**Task objective**:
Lay out every line of the entries below as a numbered list, leaving out any blank lines.

**Material provided**:
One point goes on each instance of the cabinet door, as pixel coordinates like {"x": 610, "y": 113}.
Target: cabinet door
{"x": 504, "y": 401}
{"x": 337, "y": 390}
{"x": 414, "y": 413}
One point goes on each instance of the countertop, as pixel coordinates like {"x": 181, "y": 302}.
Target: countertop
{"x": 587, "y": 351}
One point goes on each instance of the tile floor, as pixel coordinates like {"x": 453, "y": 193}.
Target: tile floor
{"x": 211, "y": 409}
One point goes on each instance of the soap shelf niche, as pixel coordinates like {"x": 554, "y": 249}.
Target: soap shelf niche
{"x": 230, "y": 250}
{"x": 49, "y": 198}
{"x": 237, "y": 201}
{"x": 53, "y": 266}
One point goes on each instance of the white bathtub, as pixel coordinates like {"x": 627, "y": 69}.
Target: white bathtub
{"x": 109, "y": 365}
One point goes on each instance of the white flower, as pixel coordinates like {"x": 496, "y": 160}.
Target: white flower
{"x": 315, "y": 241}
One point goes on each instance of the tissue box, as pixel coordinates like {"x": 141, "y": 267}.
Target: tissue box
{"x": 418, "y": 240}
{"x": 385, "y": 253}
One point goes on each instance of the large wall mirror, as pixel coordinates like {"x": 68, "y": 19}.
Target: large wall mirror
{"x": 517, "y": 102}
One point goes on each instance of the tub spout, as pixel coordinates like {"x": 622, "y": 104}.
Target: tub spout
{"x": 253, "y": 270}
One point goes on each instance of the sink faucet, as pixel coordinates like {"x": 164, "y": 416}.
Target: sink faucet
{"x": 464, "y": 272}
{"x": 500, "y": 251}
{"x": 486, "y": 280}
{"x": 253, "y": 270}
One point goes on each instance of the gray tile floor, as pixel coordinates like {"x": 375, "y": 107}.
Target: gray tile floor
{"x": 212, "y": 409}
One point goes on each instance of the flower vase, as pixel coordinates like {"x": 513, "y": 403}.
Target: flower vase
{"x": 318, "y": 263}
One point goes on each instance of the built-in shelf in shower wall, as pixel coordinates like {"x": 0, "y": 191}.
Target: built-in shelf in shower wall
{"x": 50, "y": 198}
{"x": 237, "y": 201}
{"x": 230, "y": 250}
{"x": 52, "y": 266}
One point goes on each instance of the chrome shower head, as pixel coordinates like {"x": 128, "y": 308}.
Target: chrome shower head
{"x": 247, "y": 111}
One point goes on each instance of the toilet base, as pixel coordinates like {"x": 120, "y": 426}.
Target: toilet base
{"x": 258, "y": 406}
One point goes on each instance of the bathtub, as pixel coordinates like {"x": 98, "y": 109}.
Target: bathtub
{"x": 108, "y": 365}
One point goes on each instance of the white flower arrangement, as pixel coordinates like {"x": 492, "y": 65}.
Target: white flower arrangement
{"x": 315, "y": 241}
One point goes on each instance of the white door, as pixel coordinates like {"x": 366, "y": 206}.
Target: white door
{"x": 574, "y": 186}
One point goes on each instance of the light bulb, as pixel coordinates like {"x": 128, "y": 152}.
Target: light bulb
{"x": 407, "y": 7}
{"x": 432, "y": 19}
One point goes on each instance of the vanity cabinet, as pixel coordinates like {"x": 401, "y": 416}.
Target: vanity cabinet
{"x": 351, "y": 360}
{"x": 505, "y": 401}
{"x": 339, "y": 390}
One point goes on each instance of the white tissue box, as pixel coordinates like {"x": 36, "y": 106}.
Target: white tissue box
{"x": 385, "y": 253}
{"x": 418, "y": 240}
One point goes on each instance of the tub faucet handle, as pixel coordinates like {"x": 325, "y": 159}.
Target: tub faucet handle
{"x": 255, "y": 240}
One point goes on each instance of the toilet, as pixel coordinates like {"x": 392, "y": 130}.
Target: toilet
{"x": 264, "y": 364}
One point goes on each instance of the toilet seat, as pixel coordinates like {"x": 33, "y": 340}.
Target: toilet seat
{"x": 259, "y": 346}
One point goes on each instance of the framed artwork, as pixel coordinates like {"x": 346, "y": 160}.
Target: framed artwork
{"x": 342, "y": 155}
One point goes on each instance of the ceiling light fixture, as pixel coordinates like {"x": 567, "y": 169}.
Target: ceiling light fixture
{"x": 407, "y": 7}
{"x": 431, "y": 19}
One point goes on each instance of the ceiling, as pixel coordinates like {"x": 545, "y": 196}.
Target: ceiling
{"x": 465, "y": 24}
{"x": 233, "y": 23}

**Complete response**:
1. One point goes on each instance of the cabinet door, as pixel coordinates like {"x": 610, "y": 113}.
2. Target: cabinet door
3. {"x": 504, "y": 401}
4. {"x": 337, "y": 390}
5. {"x": 414, "y": 413}
6. One point goes on each instance of the countertop, as pixel coordinates like {"x": 181, "y": 302}.
7. Target: countertop
8. {"x": 587, "y": 351}
9. One point goes on each instance of the tile floor, as pixel coordinates like {"x": 453, "y": 193}.
10. Target: tile floor
11. {"x": 211, "y": 409}
12. One point goes on each instance of the soap shelf niche, as pixel coordinates like {"x": 554, "y": 249}.
13. Target: soap shelf niche
14. {"x": 230, "y": 250}
15. {"x": 49, "y": 198}
16. {"x": 237, "y": 201}
17. {"x": 53, "y": 266}
18. One point goes on each instance of the white bathtub, as pixel coordinates like {"x": 627, "y": 69}.
19. Target: white bathtub
20. {"x": 109, "y": 365}
21. One point goes on each instance of the white flower, as pixel coordinates like {"x": 496, "y": 160}.
22. Target: white flower
23. {"x": 315, "y": 241}
24. One point goes on each instance of the tissue box, as pixel coordinates like {"x": 141, "y": 267}.
25. Target: tissue box
26. {"x": 418, "y": 240}
27. {"x": 385, "y": 253}
28. One point goes on each instance of the large wall mirror, as pixel coordinates like {"x": 68, "y": 19}.
29. Target: large wall mirror
30. {"x": 517, "y": 102}
31. One point goes on each instance of the tub spout, as pixel coordinates like {"x": 622, "y": 104}.
32. Target: tub spout
33. {"x": 253, "y": 270}
34. One point goes on each instance of the sink faucet, as pixel coordinates like {"x": 164, "y": 416}.
35. Target: sink faucet
36. {"x": 464, "y": 272}
37. {"x": 500, "y": 251}
38. {"x": 486, "y": 280}
39. {"x": 253, "y": 270}
40. One point goes on each instance of the gray tile floor, as pixel coordinates like {"x": 375, "y": 107}.
41. Target: gray tile floor
42. {"x": 212, "y": 409}
43. One point goes on each instance of the flower vase, as pixel coordinates like {"x": 513, "y": 403}.
44. Target: flower vase
45. {"x": 318, "y": 263}
46. One point goes on each instance of the built-in shelf in shower wall, as pixel coordinates like {"x": 0, "y": 191}.
47. Target: built-in shelf in shower wall
48. {"x": 50, "y": 198}
49. {"x": 237, "y": 201}
50. {"x": 230, "y": 250}
51. {"x": 52, "y": 266}
52. One point goes on each instance of the chrome shower head, as pixel coordinates like {"x": 128, "y": 308}.
53. Target: chrome shower head
54. {"x": 247, "y": 111}
55. One point goes on each instance of the toilet base, as pixel coordinates like {"x": 120, "y": 426}.
56. Target: toilet base
57. {"x": 258, "y": 406}
58. One point goes on each instance of the bathtub, as pixel coordinates like {"x": 98, "y": 109}.
59. Target: bathtub
60. {"x": 108, "y": 365}
61. One point goes on each instance of the white flower arrangement, as pixel coordinates like {"x": 492, "y": 65}.
62. Target: white flower arrangement
63. {"x": 315, "y": 241}
64. One point goes on each instance of the white door, as pixel coordinates like {"x": 366, "y": 206}.
65. Target: white door
66. {"x": 574, "y": 186}
67. One point goes on each instance of the light bulb, as pixel coordinates like {"x": 128, "y": 152}.
68. Target: light bulb
69. {"x": 407, "y": 7}
70. {"x": 432, "y": 19}
71. One point goes on each instance of the vanity cabinet, as pixel coordinates like {"x": 401, "y": 416}.
72. Target: vanity cabinet
73. {"x": 351, "y": 360}
74. {"x": 505, "y": 401}
75. {"x": 339, "y": 390}
76. One point goes on each instance of the white tissue box, as pixel coordinates like {"x": 36, "y": 106}.
77. Target: white tissue box
78. {"x": 385, "y": 253}
79. {"x": 418, "y": 240}
80. One point goes on each instance of the tub faucet handle, as pixel coordinates like {"x": 325, "y": 159}.
81. Target: tub faucet handle
82. {"x": 255, "y": 240}
83. One point goes on each instance of the toilet, as pixel coordinates like {"x": 392, "y": 130}.
84. Target: toilet
85. {"x": 264, "y": 364}
86. One point goes on each instance of the toilet seat, as pixel coordinates like {"x": 33, "y": 340}.
87. Target: toilet seat
88. {"x": 259, "y": 346}
89. One point goes on each instance of the framed artwork, as pixel coordinates like {"x": 346, "y": 160}.
90. Target: framed artwork
91. {"x": 342, "y": 155}
92. One point goes on each instance of the ceiling light fixture, as pixel coordinates like {"x": 567, "y": 169}.
93. Target: ceiling light fixture
94. {"x": 407, "y": 7}
95. {"x": 431, "y": 19}
96. One point goes on each instance of the ceiling, as pixel coordinates like {"x": 545, "y": 196}.
97. Target: ceiling
98. {"x": 465, "y": 24}
99. {"x": 233, "y": 23}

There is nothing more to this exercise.